## [Work to complete]
[1] Answer these questions from the birthday essay:
(a) What does PA stand for?
(b) Where was the narrator's first PA job filmed?
(c) What time was it when the narrator was assigned to find men in business suits?
[2] Reproduce word for word the stretch of the birthday essay from "You can often" through "of the crew.".

## [Text provided]
★ ★ ★ ★

Here's why I don't do dishes on my birthday.
I’m not sure if it’s a Leo thing, but many of us with August birthdays don’t just celebrate the day we were born, we celebrate the whole week. Sometimes the whole month. For me, celebrating doesn’t entail much more than saying, “It’s my birthday!” To which someone will respond, “Oh, Happy Birthday!” and I’ll offer a big, gushy, “Thanks!” and, voila, I feel celebrated.
I usually keep my birthday expectations very low. Similar to Mother’s Day, if no one ends up in the emergency room and/or I don’t have to clean up vomit, I consider the day a resounding success.
I was not born with this perspective – it’s been acquired.
In my twenties, I spent a bit of time as a PA. PA is short for Production Assistant and can mean many things in terms of skill and responsibility. For me, it meant doing all the impossible things that no one else wanted to do. Keeping someone’s iced coffee cold in a heat wave. Trying to find magenta duct tape. Fixing a broken Xerox machine.
You can often tell which are the PAs at any shoot. They’re the ones running ragged to prove themselves while simultaneously stifling their fury about being the lowest paid, least respected members of the crew.
The first PA job I was ever given was for a Man-On-The-Street interview spot. We were going to shoot at the Willowbrook Mall and we had a call time of 10 AM. I remember all those details, including the exact date of the shoot not because it was my first time, but because it was my birthday.
Most of the crew was traveling from Manhattan, but I already lived in New Jersey, as did Steve, the production manager, so he and I were going to drive to the mall together. I don’t remember what time he was scheduled to pick me up, but I do remember that our plans changed substantially, because early that morning, as I was washing my breakfast dishes, a glass broke in my hand. The sink filled with blood and I could not get the bleeding under control. I called Steve, “I’m going to be a little late. I have to go to the ER.”
Steve offered to bring me to the hospital. Our first stop was the triage nurse who listened to my story and started taking down my information. “Birth date?” she asked. “Today!” I said.
For the first time she looked up from her notes. “Today is your birthday?”
I smiled and nodded like a 7-year-old.
“Honey, what were you doing washing dishes on your birthday?”
At first, I couldn’t tell if she was sympathetic or chiding, but it soon occurred to me that this must be some special brand of ER levity because the admitting nurse, the nurse who administered the Tetanus shot and the Physician’s Assistant who sewed my finger up all came up with the same sentiment.
“How did you do this, young lady?”
Then, looking at my chart, “What were you doing washing dishes on your birthday?”
An hour or so later, my index finger stitched, bandaged and throbbing, we headed to the mall. My finger garnered lots of attention, which I ended up exploiting over the course of the day.
My assignment was to find “men in business suits” who would agree to be interviewed. It was 11 AM on a weekday. “There are no men in business suits here,” I told the producer. “Men in business suits are all at their businesses.”
“Nonsense,” he said. “Go find me some suited men.”

★ ★ ★ ★

## [Dataset entries]
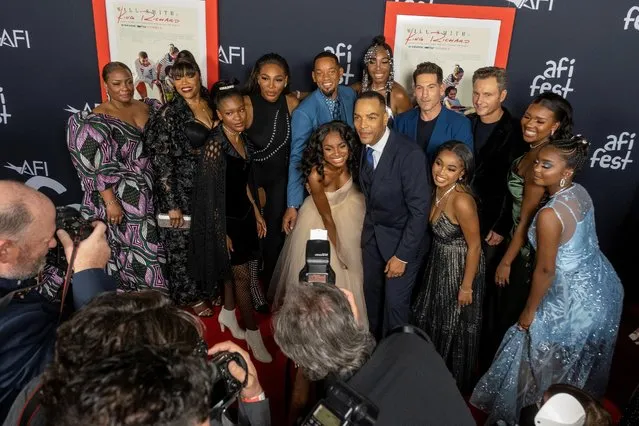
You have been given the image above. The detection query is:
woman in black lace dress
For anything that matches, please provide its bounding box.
[189,81,272,362]
[413,141,484,392]
[144,60,217,316]
[244,53,299,300]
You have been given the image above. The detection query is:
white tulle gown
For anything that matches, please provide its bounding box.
[269,178,368,326]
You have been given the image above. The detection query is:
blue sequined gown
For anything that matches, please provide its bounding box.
[470,184,623,424]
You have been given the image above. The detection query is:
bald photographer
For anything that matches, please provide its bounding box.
[0,180,115,420]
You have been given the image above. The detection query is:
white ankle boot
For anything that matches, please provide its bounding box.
[217,307,246,340]
[246,329,273,364]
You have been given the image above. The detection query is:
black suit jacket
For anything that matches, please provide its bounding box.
[359,130,432,262]
[468,108,527,237]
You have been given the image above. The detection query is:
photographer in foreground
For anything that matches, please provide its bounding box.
[4,290,270,426]
[0,181,115,419]
[274,284,475,426]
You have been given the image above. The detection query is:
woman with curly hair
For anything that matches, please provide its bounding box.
[270,121,367,325]
[144,59,218,316]
[351,35,412,122]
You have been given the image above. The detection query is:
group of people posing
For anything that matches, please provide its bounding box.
[68,37,623,424]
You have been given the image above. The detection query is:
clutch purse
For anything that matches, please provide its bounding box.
[157,213,191,229]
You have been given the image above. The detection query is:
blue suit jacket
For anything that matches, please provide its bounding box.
[359,130,432,262]
[286,86,357,207]
[393,106,474,162]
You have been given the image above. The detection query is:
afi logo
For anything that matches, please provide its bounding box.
[4,160,67,194]
[324,43,355,84]
[507,0,553,12]
[623,6,639,30]
[64,102,100,114]
[530,57,575,98]
[0,29,31,49]
[0,87,11,124]
[590,132,637,170]
[222,46,244,65]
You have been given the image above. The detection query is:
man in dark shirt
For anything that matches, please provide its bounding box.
[468,67,526,364]
[393,62,473,163]
[0,181,115,420]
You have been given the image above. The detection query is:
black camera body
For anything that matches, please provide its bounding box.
[300,239,335,285]
[302,382,379,426]
[47,206,93,271]
[210,351,248,419]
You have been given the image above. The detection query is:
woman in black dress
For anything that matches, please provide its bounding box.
[144,59,217,316]
[244,53,299,304]
[189,81,272,362]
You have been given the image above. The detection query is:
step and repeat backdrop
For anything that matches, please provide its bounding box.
[0,0,639,261]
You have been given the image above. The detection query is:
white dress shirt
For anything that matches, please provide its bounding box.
[368,127,390,169]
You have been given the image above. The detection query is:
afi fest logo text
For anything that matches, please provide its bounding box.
[623,6,639,30]
[530,56,575,98]
[64,102,100,114]
[507,0,553,12]
[0,87,11,124]
[0,29,31,49]
[4,160,67,194]
[590,132,637,170]
[222,46,244,65]
[324,43,355,84]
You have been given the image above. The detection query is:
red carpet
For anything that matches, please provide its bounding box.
[200,308,288,425]
[196,304,639,425]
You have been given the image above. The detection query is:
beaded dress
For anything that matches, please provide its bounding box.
[470,184,623,424]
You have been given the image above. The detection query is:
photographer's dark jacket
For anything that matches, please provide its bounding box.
[348,333,475,426]
[0,269,116,420]
[468,107,527,238]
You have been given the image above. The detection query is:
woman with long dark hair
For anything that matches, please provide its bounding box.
[351,35,412,121]
[145,60,217,316]
[67,62,167,291]
[244,53,299,306]
[271,121,367,322]
[470,136,623,424]
[490,92,573,347]
[188,81,272,362]
[413,141,484,392]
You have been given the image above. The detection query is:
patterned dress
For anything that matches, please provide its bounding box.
[470,184,623,425]
[67,100,166,291]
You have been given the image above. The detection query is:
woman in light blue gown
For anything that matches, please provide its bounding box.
[470,136,623,424]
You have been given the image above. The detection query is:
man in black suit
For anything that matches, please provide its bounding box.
[353,91,431,339]
[468,67,527,366]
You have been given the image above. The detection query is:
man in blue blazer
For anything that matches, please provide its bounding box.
[354,91,432,339]
[282,52,356,234]
[394,62,473,163]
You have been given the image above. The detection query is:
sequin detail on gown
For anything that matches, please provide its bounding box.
[412,212,485,391]
[470,184,623,424]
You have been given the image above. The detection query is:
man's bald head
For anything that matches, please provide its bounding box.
[0,180,54,239]
[0,180,56,279]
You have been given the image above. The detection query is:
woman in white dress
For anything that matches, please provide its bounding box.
[270,121,367,325]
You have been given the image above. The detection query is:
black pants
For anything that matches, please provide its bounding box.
[362,239,421,340]
[259,179,286,294]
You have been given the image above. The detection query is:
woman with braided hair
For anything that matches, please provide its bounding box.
[351,35,412,126]
[470,136,623,424]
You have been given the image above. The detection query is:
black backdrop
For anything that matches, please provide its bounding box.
[0,0,639,282]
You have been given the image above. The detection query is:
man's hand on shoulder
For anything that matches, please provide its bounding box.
[56,221,111,272]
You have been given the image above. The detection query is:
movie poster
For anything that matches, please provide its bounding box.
[394,15,501,106]
[105,0,207,101]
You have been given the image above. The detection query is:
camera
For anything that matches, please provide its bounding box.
[210,351,248,419]
[47,206,93,271]
[302,382,379,426]
[300,229,335,284]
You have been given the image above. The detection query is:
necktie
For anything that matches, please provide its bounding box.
[366,146,375,171]
[333,98,342,120]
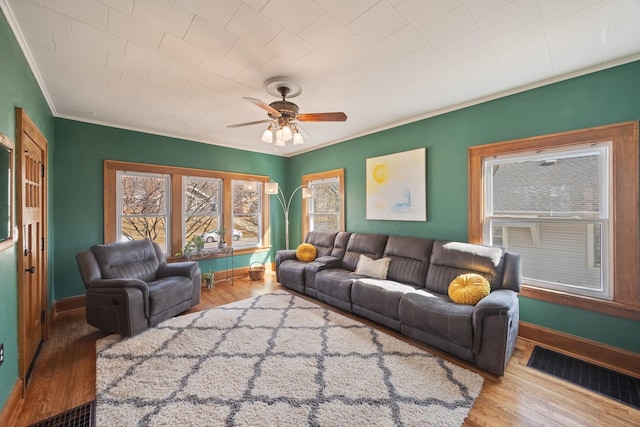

★ ★ ★ ★

## [Answers by item]
[1]
(a) Production Assistant
(b) The Willowbrook Mall
(c) 11 AM

[2]
You can often tell which are the PAs at any shoot. They’re the ones running ragged to prove themselves while simultaneously stifling their fury about being the lowest paid, least respected members of the crew.